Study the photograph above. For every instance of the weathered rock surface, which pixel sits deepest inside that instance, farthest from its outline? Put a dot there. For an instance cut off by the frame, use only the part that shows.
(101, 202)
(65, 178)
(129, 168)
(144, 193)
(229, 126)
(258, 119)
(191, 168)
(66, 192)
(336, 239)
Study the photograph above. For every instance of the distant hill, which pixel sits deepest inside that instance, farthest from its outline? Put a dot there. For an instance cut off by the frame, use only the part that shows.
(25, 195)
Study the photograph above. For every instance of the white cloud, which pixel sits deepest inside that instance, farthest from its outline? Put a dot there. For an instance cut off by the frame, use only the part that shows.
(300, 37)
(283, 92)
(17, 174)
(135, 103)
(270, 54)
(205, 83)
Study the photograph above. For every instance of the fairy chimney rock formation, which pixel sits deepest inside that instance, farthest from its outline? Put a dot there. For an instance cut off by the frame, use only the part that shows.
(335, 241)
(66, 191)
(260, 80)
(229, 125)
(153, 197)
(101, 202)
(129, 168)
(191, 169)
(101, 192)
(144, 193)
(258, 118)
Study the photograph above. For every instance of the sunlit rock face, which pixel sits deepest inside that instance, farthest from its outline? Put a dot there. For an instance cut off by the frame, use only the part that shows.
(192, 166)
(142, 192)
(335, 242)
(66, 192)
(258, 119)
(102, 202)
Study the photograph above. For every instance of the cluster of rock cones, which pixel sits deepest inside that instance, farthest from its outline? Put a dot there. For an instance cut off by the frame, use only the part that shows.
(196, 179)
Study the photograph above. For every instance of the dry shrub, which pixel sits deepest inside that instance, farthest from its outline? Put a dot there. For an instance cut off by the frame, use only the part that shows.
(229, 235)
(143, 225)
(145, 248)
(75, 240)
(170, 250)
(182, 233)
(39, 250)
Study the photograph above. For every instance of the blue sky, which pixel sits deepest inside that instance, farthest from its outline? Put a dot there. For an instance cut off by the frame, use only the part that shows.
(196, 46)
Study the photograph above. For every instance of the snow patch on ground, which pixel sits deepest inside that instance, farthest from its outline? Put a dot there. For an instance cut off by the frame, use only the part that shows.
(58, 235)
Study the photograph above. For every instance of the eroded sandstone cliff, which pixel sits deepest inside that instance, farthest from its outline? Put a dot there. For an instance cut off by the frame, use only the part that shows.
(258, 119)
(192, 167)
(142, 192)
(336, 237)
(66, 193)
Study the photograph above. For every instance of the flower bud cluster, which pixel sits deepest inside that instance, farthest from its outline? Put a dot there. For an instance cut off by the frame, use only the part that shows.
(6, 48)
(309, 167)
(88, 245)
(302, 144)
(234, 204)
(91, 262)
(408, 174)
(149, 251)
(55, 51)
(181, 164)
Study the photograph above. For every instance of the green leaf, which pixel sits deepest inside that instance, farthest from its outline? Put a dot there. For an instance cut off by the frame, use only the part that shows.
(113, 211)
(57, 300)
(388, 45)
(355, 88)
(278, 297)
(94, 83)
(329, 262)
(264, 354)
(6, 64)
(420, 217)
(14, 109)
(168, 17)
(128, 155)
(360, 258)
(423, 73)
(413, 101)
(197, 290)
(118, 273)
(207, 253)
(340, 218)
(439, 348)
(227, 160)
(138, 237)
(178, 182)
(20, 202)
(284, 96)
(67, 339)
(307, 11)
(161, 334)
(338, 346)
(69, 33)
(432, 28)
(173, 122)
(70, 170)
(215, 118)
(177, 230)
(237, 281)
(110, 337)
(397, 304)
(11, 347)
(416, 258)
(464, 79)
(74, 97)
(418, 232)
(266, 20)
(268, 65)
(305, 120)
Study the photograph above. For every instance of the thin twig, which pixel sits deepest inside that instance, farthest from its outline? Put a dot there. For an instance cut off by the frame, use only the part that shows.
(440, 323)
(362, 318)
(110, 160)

───

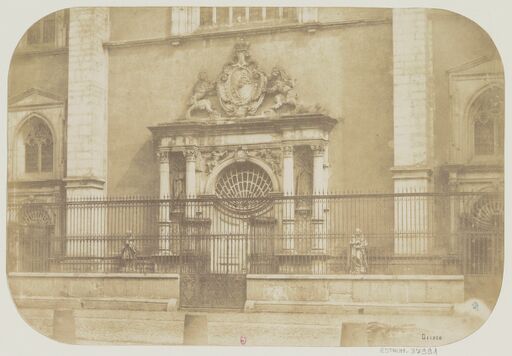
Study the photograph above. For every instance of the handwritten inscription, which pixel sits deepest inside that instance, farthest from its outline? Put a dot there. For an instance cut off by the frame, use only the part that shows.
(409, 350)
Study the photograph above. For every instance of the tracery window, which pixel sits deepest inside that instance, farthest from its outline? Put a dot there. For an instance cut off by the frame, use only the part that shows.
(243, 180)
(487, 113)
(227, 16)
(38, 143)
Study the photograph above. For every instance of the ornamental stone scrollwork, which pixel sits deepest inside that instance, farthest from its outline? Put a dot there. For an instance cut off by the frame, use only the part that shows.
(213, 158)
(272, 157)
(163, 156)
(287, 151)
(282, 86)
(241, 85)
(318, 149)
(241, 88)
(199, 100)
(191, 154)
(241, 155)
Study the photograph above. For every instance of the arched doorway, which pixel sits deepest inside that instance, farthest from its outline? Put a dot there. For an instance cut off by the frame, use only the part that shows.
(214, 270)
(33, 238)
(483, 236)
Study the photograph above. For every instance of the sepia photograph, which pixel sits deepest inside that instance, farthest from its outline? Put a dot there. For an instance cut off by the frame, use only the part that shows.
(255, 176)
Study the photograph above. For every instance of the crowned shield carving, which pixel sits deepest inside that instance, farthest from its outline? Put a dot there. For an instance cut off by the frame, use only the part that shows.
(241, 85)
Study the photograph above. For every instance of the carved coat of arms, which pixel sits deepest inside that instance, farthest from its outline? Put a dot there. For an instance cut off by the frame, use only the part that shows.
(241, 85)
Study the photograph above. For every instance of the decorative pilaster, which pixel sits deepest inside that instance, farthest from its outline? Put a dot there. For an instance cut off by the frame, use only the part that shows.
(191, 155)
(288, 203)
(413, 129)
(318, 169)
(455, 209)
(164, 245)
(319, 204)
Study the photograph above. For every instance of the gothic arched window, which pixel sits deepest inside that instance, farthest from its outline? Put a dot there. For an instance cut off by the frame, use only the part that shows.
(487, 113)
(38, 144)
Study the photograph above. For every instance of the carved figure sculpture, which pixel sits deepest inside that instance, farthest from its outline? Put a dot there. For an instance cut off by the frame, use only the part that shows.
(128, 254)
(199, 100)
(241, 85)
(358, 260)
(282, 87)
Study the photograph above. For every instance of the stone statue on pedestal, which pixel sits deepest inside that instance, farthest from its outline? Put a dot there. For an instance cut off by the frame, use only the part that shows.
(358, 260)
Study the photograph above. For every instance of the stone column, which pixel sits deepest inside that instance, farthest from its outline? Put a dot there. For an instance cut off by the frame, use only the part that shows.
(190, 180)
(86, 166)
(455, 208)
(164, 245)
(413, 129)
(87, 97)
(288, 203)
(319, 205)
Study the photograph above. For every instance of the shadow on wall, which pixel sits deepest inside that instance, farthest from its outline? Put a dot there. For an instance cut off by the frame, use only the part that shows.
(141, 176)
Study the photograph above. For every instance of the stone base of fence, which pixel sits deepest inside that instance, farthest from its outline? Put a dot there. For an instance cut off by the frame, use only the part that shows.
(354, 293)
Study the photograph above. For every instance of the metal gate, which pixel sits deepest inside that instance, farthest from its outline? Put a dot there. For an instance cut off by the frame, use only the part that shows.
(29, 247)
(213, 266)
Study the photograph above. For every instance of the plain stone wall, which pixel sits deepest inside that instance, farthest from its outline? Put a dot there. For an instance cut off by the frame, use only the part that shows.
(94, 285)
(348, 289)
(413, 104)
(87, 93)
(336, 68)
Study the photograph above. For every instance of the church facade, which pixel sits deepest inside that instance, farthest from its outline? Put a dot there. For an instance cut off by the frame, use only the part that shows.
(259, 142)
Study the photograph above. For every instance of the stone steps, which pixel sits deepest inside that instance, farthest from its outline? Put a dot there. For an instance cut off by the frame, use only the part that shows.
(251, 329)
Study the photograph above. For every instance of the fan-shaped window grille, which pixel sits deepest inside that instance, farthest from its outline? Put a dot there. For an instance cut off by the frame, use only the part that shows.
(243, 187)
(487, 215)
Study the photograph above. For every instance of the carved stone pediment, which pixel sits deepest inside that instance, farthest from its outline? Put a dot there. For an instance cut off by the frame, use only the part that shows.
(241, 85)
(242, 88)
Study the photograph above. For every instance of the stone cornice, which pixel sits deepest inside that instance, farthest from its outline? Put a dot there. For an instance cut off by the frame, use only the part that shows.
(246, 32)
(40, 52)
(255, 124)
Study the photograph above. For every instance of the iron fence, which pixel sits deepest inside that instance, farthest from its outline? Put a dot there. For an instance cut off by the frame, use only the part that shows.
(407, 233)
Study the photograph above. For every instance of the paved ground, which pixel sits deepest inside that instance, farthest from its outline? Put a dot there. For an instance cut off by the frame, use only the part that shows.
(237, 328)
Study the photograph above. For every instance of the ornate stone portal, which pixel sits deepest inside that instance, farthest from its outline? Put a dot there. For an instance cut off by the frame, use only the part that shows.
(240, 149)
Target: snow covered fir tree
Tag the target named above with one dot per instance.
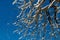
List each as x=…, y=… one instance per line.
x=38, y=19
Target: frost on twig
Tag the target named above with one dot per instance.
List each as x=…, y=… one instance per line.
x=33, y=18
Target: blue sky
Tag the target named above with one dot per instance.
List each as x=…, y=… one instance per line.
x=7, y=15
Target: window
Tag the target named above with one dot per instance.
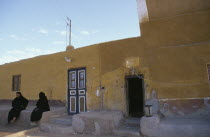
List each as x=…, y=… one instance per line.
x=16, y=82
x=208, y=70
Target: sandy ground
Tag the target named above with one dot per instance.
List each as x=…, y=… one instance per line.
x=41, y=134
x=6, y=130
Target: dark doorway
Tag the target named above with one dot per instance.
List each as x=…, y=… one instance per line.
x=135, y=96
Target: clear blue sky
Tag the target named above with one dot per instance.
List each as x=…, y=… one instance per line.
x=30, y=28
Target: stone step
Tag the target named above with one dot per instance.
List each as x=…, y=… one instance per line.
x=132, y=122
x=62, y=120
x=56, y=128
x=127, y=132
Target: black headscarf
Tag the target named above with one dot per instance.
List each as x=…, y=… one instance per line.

───

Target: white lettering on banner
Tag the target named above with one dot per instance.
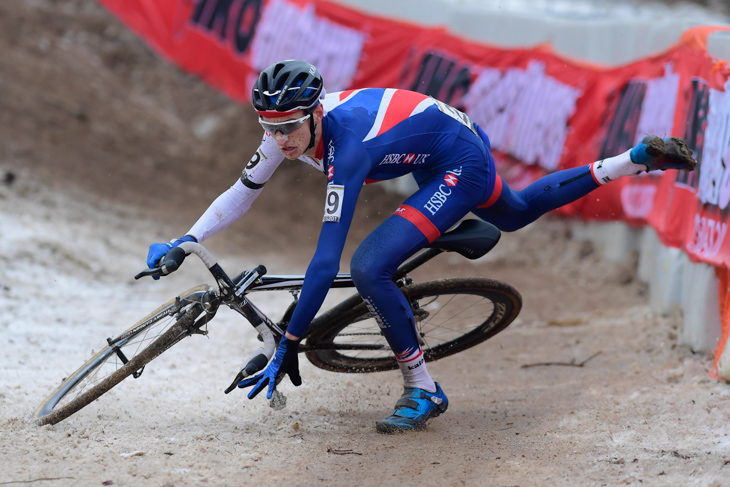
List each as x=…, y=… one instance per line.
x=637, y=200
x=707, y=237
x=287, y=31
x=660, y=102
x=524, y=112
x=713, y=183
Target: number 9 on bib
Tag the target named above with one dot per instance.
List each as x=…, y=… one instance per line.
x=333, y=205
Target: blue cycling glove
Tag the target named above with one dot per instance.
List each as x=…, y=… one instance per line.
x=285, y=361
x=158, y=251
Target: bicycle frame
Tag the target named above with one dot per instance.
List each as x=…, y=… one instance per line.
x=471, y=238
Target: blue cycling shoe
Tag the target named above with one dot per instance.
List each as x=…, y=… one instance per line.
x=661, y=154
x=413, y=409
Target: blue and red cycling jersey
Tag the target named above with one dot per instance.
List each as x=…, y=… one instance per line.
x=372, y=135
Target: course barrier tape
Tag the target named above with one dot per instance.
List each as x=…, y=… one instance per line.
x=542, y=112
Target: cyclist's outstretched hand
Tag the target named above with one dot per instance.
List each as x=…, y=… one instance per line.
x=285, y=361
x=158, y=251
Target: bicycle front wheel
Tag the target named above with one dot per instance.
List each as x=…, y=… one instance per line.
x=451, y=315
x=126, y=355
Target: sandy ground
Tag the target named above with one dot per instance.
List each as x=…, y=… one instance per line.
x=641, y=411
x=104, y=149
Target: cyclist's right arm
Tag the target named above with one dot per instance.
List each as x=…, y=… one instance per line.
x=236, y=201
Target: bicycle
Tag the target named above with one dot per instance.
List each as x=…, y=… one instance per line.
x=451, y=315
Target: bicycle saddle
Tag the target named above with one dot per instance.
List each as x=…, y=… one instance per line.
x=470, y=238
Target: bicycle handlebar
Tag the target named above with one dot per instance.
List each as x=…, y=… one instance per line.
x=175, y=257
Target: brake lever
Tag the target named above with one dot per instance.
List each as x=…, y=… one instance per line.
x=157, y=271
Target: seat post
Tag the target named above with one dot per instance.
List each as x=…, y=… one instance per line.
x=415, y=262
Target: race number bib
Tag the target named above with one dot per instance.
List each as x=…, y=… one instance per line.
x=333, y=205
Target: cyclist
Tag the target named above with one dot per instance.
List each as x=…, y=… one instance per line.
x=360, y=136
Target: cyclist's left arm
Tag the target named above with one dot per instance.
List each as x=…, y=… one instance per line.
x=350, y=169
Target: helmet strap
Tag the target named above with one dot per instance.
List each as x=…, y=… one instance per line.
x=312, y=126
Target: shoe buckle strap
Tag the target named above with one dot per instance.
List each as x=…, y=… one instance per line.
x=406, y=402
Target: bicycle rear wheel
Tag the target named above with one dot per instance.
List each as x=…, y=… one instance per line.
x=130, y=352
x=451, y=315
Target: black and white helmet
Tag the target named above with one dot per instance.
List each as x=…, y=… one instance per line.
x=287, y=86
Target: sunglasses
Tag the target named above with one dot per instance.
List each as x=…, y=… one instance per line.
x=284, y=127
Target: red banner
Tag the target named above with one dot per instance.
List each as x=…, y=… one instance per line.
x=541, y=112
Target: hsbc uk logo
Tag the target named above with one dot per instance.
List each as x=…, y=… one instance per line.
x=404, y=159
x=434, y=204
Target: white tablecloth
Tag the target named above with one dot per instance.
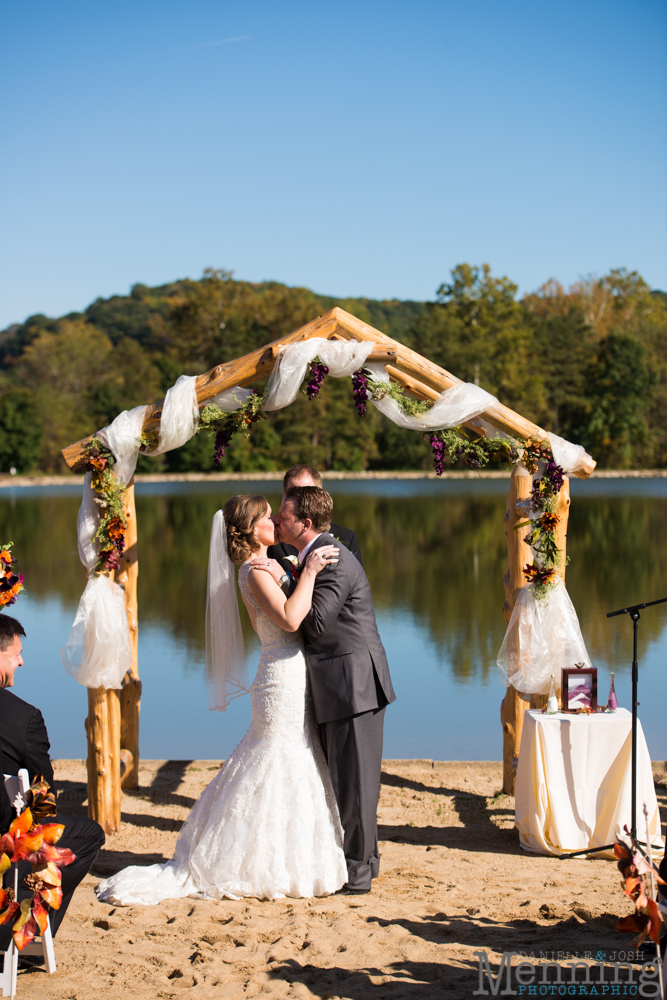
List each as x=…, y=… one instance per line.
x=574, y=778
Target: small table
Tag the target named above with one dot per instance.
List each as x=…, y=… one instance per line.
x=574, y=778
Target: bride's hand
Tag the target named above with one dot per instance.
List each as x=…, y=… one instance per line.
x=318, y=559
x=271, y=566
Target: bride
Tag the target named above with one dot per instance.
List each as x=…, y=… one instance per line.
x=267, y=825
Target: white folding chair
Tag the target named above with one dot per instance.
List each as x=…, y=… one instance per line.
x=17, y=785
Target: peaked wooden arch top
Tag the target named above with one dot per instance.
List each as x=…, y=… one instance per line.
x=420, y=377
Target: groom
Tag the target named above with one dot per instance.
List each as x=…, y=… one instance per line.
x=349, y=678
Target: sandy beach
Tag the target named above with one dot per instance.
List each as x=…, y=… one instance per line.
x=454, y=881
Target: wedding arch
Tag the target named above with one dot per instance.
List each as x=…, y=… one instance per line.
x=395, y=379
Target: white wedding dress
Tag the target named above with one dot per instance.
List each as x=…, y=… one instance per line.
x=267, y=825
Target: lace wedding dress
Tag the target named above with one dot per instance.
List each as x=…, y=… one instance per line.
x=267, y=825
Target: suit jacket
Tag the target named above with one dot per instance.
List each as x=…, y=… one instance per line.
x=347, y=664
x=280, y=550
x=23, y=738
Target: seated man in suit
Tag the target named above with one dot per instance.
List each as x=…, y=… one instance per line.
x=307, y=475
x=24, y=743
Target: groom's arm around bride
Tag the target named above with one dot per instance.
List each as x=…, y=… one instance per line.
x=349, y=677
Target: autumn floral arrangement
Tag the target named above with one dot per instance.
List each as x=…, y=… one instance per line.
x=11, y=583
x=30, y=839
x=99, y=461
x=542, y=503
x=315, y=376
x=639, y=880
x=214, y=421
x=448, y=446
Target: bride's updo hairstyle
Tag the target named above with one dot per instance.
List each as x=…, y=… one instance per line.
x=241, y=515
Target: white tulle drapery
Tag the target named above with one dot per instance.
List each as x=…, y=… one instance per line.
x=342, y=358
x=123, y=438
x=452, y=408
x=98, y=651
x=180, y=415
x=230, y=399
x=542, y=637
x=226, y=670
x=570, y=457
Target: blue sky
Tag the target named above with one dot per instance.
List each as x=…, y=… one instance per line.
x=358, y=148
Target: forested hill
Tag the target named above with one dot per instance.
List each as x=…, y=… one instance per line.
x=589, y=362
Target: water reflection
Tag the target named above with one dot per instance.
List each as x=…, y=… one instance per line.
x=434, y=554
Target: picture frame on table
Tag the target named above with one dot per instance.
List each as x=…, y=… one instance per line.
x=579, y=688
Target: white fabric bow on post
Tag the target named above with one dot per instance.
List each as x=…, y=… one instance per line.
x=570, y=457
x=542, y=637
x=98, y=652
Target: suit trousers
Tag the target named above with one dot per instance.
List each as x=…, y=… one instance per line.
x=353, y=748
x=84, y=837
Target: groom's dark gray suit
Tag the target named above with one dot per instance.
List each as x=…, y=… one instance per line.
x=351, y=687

───

TRY IT ::
For the word "suit", count the lines of the records that contain it and give only the number.

RESULT FOR THIS EXERCISE ::
4